→ WHAT YOU SHOULD DO:
Copy out everything in the records from the line containing "Return one point per instance of the hazy" down to the line containing "Return one point per instance of the forested", including both of those lines. Leave the pictures out of your copy.

→ GIVEN RECORDS:
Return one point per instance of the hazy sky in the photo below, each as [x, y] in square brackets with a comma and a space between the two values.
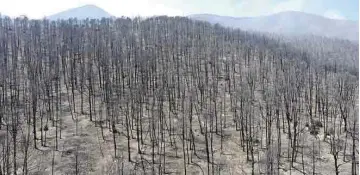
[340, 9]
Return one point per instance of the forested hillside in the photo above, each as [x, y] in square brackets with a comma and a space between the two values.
---
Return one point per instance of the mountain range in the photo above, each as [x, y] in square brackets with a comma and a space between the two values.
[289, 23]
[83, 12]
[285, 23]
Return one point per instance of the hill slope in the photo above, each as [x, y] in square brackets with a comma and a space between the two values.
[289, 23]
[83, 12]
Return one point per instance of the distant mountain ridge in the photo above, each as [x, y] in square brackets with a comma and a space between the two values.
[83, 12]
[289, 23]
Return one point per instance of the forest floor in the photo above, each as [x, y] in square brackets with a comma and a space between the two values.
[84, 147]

→ EXERCISE OUTPUT:
Return one point per instance of the hazy sky in the photo below, each as [x, y] in square brackets with a comma and a space between the two values.
[340, 9]
Return one point per instance of the forested hillside in the photo above, each as [x, y] in square brackets with a comma and a space between the two values.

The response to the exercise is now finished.